**Document segment**
The Slow Pace of Rulemaking
Rulemakings take a long time. We don’t really know what causes the delays.
A recent study by Public Citizen reports that it takes about 2.5 years to issue an economically significant rule, starting from the time the rule is first listed in the regulatory agenda. There are major differences between agencies – an economically significant rule takes EPA almost four years, rather than the 2.5 years needed by the average agency.
But if the rule is accompanied by an advance notice of proposed rulemaking (ANPR), the average time is over four years. There’s no way of knowing whether the ANPR process itself slows things down, or whether the issuance of an ANPR is just a signal that a rule is unusually complicated or contentious. Economically significant rulemakings that included both an ANPR and a Regulatory Flexibility Analysis took almost five years.
The causes of the delays are also unclear. We can divide the possible causes into three categories:
- Technical difficulty. The delays could be caused simply by the difficulty of the issues — the need to collect data, conduct the necessary analyses, and make hard technical judgments.
- Procedural issues. Some administrative law scholars have long complained about ossification of the rulemaking process due to the need of an agency to satisfy judicial demands forever more detailed analysis and explanation, which also prompt ever-expanding efforts to compile an exhaustive regulatory record. Others point to the added time needed for OIRA review – OIRA being the White House office that oversees cost-benefit analysis by agencies.
- Political issues. Delays may be caused by pressure from Congress, White House fears about the political impact of rules, and the concomitant need to negotiate with stakeholders in order to limit political fall-out. Some of those stakeholders may be other government agencies. For instance, the Pentagon is responsible for some of the most serious hazardous waste sites and naturally tends to resist anything that would make clean up more expensive.
So far as I know, we really have no hard evidence about the relative weight of these causes. Most of these factors operate behind closed doors of one kind or another. Even if they took place in the open, collecting all the data from across the government would be a daunting effort.
I was curious about one issue, which is the amount of additional delay introduced by OIRA. OIRA review could cause delays in three ways: (1) because of behind-the-scenes involvement even before the formal rulemaking begins; (2) because the agency has to defensively prepare itself to deal with OIRA, slowing the process; or (3) because of the formal OIRA review. We only have data about the third type of delay.

**Dataset records**
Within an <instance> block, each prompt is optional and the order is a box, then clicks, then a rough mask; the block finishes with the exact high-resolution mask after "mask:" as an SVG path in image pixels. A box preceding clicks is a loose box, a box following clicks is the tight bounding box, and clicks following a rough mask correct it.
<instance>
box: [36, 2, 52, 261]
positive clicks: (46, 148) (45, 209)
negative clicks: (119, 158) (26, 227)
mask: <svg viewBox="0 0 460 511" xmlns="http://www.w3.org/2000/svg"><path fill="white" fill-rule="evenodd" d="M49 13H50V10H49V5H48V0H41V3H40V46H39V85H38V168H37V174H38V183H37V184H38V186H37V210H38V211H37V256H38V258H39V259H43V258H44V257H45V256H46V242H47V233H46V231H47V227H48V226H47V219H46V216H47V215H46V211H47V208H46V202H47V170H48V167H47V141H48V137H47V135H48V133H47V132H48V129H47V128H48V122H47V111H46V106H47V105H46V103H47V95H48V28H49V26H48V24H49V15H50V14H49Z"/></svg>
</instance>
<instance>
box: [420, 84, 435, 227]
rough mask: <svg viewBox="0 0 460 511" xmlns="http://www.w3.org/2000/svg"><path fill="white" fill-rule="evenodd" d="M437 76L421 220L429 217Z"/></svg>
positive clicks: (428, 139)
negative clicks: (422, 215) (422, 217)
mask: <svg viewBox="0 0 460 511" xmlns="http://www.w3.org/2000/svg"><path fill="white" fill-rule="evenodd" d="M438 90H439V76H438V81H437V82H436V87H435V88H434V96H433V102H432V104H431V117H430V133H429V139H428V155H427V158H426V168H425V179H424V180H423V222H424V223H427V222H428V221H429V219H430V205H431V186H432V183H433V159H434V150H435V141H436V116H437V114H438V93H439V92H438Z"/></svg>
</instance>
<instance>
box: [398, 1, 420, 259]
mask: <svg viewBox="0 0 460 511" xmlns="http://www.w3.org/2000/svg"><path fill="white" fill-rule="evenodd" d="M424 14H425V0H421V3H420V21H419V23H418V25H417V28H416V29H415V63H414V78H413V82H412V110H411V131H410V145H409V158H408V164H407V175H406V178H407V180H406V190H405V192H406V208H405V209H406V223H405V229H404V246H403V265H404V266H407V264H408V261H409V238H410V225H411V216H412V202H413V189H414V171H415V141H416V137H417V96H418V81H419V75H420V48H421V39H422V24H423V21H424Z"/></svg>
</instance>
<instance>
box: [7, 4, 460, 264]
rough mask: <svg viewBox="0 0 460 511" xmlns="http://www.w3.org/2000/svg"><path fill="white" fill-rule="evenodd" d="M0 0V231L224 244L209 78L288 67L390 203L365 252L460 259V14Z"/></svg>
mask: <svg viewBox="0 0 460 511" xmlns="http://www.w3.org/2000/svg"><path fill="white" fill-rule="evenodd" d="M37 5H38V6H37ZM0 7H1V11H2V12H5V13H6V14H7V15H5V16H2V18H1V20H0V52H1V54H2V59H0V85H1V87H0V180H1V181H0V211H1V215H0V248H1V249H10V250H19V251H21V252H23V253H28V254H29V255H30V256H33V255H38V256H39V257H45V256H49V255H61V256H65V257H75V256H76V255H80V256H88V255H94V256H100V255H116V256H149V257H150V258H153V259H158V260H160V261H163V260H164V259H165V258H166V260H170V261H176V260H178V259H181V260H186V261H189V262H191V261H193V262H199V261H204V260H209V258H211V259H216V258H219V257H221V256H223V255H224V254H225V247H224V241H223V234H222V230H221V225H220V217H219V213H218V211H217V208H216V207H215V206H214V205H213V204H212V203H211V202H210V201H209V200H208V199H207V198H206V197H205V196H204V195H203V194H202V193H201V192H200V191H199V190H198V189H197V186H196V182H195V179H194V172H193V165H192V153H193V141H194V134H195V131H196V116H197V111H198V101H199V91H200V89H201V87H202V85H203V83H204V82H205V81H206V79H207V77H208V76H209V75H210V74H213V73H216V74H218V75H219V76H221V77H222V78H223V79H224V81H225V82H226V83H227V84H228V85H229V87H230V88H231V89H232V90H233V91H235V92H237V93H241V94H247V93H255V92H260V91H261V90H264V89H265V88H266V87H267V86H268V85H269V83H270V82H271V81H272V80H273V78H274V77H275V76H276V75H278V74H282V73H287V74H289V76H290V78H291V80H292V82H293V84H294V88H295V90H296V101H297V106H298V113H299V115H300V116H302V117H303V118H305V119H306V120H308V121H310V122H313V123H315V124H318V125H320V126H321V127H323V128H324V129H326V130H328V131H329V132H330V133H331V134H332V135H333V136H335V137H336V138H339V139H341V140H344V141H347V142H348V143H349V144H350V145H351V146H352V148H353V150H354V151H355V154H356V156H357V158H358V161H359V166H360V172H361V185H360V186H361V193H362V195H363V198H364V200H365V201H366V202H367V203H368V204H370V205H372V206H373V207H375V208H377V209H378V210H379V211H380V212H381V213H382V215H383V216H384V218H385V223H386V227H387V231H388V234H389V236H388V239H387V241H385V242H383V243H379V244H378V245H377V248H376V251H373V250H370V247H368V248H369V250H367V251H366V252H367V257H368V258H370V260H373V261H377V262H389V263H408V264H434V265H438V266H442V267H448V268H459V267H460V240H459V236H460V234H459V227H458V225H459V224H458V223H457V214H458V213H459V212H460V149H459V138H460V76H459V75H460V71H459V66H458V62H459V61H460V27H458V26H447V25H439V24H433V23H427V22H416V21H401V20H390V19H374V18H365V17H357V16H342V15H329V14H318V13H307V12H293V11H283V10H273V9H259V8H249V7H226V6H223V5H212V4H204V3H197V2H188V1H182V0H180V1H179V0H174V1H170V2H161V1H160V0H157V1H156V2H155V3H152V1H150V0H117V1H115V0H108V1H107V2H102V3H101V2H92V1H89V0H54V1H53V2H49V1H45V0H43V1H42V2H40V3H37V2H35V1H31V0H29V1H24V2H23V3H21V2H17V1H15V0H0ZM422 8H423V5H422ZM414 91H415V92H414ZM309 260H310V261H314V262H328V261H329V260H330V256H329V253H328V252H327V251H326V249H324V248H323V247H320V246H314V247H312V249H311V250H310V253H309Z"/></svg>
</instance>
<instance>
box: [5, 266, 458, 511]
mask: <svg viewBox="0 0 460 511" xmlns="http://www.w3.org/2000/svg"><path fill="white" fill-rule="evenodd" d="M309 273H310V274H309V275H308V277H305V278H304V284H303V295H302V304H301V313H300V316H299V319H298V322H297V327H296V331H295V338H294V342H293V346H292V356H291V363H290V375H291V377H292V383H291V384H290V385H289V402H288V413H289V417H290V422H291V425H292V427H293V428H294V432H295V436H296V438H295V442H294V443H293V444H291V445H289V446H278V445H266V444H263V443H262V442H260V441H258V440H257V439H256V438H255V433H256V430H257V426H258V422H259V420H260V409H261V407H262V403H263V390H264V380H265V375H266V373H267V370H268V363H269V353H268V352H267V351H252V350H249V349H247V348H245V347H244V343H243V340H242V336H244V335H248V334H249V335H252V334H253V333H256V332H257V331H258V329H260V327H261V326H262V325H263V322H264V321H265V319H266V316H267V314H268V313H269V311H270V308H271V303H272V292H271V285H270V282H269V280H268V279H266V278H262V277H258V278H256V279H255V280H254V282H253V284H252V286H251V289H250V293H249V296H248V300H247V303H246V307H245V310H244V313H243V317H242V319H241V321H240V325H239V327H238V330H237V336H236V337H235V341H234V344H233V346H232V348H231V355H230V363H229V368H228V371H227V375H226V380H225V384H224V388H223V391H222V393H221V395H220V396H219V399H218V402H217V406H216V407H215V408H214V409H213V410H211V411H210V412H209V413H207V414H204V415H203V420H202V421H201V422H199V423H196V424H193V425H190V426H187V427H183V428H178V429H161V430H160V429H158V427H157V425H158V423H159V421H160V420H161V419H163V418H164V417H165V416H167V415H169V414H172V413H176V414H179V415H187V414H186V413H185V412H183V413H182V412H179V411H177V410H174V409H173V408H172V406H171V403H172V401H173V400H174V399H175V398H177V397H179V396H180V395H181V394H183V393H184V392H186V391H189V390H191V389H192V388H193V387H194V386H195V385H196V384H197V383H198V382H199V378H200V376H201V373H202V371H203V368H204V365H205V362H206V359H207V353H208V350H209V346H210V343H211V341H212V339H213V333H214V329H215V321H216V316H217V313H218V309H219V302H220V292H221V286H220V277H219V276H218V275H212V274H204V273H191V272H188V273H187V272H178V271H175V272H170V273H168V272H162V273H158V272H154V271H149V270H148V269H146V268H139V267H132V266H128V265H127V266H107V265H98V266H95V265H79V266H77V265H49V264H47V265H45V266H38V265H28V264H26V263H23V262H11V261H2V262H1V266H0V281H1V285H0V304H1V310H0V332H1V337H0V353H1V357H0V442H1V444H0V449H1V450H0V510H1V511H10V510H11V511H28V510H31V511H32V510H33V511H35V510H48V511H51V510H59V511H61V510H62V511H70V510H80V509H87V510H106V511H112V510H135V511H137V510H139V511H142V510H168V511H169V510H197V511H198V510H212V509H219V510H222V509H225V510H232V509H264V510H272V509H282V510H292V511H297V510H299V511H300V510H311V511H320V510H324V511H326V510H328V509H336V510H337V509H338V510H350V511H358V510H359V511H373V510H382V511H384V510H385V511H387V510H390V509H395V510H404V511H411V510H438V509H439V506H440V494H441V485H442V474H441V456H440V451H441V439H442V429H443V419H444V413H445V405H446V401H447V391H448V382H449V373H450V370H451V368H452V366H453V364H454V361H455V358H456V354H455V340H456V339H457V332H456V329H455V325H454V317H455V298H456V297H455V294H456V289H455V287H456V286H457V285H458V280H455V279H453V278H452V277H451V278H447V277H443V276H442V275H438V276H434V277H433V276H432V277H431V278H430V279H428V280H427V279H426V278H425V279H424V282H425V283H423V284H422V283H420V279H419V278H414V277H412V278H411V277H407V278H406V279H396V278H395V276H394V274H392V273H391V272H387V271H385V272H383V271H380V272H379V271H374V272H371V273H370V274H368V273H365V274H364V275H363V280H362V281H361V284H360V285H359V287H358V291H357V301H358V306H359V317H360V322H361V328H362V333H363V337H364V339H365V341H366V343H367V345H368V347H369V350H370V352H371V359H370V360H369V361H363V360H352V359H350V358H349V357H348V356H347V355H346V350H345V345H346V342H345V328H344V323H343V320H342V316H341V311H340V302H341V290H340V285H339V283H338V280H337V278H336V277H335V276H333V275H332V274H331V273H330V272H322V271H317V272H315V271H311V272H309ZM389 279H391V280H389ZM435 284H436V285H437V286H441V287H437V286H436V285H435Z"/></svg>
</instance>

**Questions on the material**
[a] Repeat the rulemaking passage from "- Political issues." up to and including "up more expensive.".
[b] Decide whether each statement agrees with the rulemaking passage: (i) According to the Public Citizen study, issuing an economically significant rule takes about 2.5 years. (ii) Economically significant rulemakings that included both an ANPR and a Regulatory Flexibility Analysis took more than six years. (iii) There is data on OIRA's behind-the-scenes involvement before formal rulemaking begins. For each, answer yes or no and quote the words of the passage that decide it.
[c] Translate this sentence from the rulemaking passage into Spanish: "Some of those stakeholders may be other government agencies."
The material is separate from the rulemaking passage.

**Exercise results**
[a]
- Political issues. Delays may be caused by pressure from Congress, White House fears about the political impact of rules, and the concomitant need to negotiate with stakeholders in order to limit political fall-out. Some of those stakeholders may be other government agencies. For instance, the Pentagon is responsible for some of the most serious hazardous waste sites and naturally tends to resist anything that would make clean up more expensive.

[b]
(i) Yes: "it takes about 2.5 years to issue an economically significant rule"
(ii) No: "Economically significant rulemakings that included both an ANPR and a Regulatory Flexibility Analysis took almost five years."
(iii) No: "We only have data about the third type of delay."

[c] Algunas de esas partes interesadas pueden ser otras agencias gubernamentales.